**What you should do**
Every line from the one with "Where can the man's teeth" through the end of the records below should be restated word for word, and nothing outside that span.

**Records**

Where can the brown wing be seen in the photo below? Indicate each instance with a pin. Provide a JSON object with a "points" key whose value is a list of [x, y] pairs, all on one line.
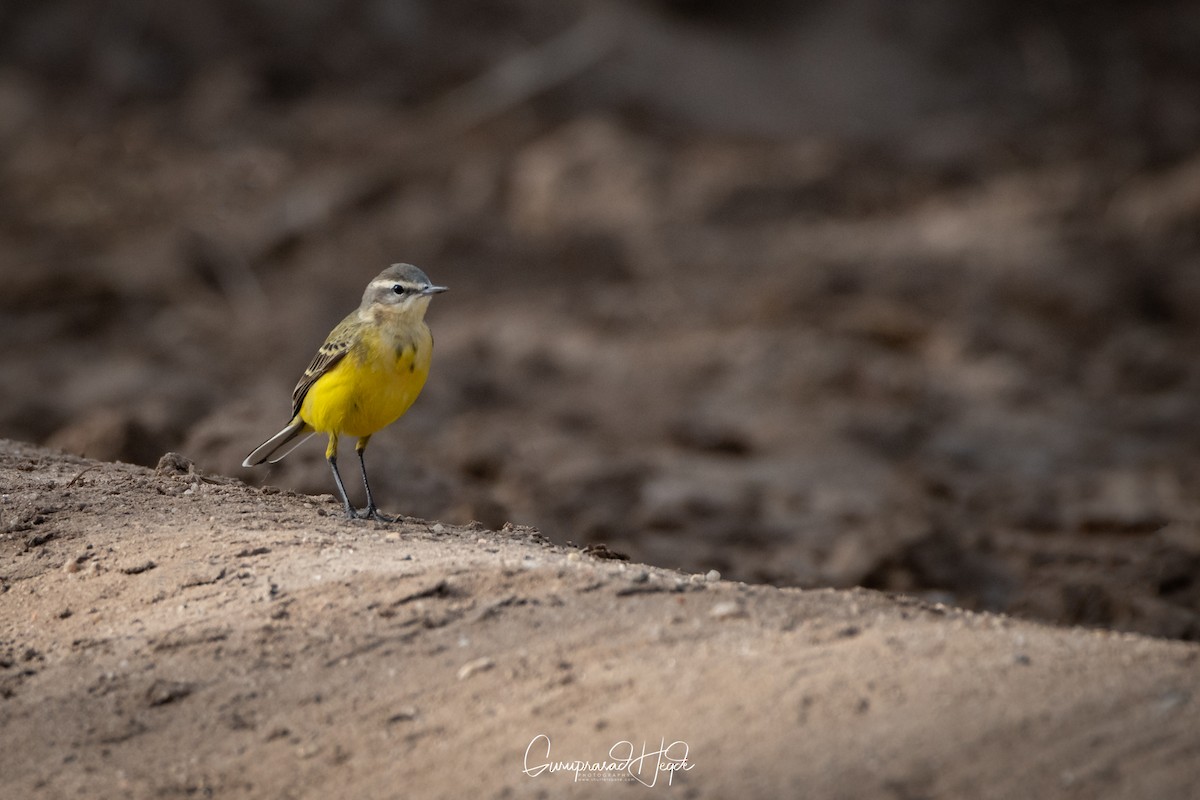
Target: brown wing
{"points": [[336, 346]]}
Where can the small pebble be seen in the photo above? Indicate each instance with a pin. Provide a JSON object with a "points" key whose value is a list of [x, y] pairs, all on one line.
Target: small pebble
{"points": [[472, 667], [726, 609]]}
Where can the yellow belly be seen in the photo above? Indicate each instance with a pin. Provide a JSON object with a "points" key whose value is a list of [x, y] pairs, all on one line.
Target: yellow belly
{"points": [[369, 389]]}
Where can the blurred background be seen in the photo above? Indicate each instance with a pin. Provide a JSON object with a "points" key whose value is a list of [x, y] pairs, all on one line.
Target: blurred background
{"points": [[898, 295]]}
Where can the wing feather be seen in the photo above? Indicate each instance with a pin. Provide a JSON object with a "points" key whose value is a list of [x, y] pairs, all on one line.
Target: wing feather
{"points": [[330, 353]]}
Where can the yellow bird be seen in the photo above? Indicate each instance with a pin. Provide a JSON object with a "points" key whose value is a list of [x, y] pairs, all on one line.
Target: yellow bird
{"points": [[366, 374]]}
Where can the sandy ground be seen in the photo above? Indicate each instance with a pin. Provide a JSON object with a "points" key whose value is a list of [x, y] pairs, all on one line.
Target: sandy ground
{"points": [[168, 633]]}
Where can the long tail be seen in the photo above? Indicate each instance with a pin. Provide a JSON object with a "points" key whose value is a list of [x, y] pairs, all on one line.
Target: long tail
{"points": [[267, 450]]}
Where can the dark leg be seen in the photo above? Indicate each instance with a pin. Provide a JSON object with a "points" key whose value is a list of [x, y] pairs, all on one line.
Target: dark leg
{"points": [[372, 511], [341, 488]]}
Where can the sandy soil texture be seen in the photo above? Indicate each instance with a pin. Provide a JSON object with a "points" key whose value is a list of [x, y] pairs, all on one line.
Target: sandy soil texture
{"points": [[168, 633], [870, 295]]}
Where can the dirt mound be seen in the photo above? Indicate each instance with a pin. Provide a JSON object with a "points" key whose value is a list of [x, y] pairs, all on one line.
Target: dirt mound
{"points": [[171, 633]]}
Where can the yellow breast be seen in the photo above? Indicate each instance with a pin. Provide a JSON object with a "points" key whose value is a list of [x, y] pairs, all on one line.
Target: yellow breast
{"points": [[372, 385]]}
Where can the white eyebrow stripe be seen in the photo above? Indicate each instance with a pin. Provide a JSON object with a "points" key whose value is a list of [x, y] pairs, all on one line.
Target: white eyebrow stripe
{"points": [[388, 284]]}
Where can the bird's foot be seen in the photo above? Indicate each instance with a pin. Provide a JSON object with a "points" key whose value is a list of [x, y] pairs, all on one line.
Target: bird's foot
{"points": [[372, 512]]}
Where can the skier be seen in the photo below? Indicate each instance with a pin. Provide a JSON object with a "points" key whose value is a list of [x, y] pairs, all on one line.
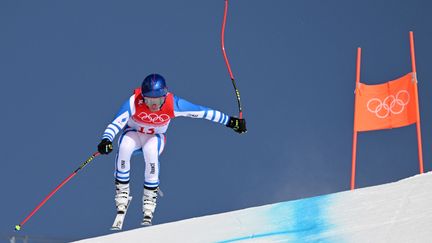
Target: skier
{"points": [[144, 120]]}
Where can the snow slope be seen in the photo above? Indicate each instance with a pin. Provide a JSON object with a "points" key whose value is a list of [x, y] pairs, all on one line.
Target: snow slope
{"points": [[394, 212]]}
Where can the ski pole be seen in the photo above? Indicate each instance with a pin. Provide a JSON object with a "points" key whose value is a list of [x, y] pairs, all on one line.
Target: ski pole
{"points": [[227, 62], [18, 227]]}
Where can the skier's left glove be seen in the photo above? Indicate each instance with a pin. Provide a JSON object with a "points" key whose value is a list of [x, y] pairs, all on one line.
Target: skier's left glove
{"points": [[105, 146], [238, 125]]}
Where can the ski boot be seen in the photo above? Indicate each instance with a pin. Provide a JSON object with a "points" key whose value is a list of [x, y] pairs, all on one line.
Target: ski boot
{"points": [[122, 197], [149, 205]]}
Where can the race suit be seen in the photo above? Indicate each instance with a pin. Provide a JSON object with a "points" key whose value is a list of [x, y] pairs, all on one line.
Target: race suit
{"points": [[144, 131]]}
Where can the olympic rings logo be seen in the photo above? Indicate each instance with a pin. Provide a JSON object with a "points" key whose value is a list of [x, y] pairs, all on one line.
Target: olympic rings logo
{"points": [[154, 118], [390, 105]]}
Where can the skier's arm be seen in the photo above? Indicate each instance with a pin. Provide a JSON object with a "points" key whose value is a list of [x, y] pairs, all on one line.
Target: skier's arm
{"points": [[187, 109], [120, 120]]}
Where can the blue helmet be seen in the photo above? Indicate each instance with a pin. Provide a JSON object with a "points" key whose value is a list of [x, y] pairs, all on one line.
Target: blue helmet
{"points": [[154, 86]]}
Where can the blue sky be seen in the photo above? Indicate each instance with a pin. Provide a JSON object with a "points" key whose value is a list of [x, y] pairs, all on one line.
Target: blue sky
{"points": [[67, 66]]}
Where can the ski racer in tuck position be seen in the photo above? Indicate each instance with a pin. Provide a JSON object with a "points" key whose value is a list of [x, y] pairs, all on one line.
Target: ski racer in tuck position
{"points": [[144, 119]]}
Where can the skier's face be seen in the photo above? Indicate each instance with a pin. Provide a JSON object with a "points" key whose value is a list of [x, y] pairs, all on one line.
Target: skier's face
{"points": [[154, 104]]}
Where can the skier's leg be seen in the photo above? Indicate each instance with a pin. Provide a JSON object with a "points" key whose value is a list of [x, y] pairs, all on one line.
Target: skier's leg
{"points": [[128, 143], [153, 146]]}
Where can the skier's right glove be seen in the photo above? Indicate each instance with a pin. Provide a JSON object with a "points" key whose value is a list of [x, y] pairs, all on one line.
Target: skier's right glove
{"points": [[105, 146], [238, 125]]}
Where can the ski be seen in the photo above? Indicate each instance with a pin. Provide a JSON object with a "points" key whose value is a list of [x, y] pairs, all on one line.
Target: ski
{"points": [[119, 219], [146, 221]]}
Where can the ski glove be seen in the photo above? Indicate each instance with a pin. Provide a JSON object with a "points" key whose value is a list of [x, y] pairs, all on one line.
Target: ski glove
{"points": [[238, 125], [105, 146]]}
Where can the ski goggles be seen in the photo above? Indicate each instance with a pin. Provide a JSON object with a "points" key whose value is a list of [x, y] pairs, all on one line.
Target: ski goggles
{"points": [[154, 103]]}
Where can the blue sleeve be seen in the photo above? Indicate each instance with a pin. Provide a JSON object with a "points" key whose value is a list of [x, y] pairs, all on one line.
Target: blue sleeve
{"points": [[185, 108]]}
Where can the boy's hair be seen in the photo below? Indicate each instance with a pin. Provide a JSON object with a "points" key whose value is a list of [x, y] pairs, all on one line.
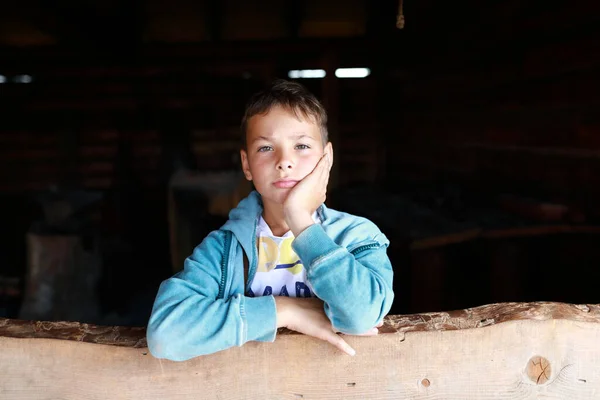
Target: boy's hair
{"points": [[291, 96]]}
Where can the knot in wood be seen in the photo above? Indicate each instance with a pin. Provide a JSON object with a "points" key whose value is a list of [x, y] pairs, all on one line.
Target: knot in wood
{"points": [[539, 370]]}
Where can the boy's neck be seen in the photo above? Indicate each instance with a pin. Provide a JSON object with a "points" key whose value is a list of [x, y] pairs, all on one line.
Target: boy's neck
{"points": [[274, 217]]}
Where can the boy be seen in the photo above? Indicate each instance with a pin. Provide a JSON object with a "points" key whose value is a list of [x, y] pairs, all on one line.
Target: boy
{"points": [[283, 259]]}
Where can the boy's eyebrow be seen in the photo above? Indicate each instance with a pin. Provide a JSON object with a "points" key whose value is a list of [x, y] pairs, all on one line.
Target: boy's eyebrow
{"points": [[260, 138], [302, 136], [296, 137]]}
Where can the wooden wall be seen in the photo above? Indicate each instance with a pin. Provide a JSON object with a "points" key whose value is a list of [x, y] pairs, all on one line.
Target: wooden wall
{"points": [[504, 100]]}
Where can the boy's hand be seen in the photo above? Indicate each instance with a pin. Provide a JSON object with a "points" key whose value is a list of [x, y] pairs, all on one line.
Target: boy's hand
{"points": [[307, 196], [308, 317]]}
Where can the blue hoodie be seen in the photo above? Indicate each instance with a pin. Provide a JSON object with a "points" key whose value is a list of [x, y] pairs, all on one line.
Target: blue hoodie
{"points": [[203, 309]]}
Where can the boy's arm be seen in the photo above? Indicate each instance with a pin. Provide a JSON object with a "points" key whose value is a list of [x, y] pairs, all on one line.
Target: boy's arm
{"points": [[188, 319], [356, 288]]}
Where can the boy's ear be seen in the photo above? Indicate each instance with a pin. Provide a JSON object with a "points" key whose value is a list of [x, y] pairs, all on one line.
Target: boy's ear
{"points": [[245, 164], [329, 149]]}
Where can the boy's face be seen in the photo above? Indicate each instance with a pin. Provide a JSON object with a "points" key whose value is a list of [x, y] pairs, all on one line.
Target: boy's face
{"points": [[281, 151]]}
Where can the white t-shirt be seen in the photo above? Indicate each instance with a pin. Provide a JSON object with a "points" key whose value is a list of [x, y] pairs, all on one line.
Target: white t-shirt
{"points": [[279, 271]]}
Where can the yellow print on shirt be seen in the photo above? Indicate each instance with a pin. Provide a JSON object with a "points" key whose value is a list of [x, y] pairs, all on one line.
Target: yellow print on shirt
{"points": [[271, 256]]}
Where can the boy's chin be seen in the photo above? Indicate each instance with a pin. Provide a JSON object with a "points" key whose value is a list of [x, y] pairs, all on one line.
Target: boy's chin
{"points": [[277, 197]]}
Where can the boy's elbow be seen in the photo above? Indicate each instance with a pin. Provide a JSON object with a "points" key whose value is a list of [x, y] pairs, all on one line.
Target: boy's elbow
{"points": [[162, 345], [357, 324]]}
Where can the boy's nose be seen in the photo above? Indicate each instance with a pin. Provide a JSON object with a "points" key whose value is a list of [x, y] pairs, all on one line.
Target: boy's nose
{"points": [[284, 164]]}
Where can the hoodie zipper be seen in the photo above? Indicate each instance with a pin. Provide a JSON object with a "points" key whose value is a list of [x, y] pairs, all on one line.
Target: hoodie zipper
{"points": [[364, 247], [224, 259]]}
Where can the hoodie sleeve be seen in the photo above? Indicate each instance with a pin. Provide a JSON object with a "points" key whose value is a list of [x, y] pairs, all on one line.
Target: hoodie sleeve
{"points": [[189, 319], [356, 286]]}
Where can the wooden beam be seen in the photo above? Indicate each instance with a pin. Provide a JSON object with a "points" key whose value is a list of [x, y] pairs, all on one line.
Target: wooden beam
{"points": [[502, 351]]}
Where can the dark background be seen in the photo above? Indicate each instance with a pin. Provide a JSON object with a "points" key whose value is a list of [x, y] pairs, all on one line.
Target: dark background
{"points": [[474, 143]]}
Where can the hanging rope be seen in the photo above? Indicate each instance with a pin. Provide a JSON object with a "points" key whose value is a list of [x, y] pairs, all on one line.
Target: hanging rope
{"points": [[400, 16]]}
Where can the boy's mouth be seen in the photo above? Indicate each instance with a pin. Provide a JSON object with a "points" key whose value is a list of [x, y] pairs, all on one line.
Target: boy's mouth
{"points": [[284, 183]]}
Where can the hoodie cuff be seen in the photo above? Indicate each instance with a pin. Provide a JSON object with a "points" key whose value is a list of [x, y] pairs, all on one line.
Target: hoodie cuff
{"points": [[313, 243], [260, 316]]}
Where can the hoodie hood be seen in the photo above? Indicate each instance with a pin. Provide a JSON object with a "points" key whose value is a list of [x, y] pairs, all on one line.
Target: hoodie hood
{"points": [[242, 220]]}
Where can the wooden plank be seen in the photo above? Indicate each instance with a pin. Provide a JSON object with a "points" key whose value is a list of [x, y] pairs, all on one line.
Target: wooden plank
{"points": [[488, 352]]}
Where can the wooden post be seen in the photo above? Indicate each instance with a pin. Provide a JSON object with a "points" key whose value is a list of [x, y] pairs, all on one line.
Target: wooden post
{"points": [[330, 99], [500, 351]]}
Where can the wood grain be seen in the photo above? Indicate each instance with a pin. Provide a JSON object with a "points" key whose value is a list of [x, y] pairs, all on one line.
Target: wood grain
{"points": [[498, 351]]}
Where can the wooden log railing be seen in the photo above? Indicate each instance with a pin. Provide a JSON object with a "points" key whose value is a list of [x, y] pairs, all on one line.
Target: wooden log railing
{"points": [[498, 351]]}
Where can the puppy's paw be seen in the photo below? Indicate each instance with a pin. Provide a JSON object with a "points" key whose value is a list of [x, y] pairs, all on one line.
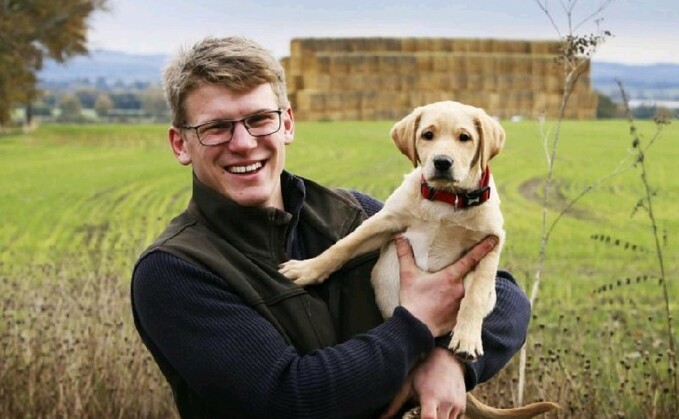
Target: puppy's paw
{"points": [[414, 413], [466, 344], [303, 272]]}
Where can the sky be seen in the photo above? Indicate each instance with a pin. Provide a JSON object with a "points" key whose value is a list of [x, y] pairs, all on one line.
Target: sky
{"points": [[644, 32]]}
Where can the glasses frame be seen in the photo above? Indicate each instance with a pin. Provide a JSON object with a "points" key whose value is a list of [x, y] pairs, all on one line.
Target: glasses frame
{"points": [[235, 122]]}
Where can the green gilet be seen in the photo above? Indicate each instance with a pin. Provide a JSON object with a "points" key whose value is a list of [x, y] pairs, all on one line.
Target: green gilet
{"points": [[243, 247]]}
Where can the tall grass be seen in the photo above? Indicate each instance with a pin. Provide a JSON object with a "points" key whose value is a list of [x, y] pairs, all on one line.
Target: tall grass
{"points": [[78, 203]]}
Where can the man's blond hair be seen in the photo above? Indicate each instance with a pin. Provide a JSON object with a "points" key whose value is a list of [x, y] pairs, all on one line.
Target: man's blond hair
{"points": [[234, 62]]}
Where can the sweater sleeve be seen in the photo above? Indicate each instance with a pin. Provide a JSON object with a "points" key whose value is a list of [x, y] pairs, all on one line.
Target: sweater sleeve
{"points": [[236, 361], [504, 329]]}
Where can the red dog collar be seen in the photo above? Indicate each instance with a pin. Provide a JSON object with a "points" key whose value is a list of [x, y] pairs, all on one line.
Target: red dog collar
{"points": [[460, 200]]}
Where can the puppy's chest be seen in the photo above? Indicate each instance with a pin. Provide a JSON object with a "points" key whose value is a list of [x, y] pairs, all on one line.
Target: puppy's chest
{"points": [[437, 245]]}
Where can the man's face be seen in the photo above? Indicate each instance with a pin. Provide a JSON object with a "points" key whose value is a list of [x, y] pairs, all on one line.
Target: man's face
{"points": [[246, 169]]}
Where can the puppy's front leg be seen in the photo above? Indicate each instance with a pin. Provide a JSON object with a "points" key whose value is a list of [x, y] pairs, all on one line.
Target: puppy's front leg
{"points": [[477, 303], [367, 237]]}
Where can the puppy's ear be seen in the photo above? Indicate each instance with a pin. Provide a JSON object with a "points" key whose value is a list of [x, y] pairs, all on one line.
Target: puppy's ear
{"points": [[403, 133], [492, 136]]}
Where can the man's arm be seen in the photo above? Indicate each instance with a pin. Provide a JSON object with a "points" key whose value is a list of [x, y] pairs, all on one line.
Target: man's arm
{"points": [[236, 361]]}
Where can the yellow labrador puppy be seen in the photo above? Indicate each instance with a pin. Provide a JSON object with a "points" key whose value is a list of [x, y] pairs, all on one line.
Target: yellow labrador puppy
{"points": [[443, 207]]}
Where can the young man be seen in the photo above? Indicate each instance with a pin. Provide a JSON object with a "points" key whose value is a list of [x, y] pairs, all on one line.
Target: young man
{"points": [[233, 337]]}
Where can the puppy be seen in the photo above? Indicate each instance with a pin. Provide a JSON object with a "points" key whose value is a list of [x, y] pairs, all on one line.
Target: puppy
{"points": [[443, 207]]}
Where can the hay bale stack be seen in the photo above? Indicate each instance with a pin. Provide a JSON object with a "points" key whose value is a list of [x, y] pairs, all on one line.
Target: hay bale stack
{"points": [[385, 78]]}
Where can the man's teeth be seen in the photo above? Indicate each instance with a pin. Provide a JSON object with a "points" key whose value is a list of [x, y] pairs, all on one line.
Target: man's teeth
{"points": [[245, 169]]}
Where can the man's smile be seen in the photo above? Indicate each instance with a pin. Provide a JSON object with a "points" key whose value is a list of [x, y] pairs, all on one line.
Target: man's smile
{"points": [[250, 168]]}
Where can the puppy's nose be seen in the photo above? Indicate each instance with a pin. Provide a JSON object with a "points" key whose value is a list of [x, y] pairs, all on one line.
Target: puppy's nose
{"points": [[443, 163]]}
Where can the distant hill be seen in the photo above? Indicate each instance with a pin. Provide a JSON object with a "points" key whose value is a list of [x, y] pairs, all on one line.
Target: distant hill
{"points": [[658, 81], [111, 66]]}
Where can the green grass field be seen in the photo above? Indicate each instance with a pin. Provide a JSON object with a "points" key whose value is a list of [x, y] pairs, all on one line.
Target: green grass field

**Expected answer**
Where can the man's teeth be seen in the photo above? Indicate each instance with a pin. Provide a JSON object with a "points" key whose value is a list of [x, y] pairs, all on one line.
Target: man's teeth
{"points": [[245, 169]]}
Where can the man's smile be seen in the photo above? Indicate each instance with a pin. Provide a JSON object with a "points" key whose value is a list of [x, y] pairs, all on one line.
Target: man's smile
{"points": [[250, 168]]}
Where can the puppy's nose be seen in the photo above? Indicate each instance with a pin. Provide a JSON object with a "points" key whose value is a list of [x, y] pairs, all on one line.
Target: puppy's nose
{"points": [[443, 163]]}
Where can the distant hill be seen in the photo above? Indicate each instance with a pin. Provide a JSON object with a "points" key whose value is a list of [x, y] pairs, all on one line.
Target: distant hill
{"points": [[658, 81], [111, 66]]}
Where can the green grass field be seen in the photo above? Indicate each instance with a pin. Provide a JSON object with a "points" key whose value is a list of [x, y] pairs, all on one line.
Target: green grass field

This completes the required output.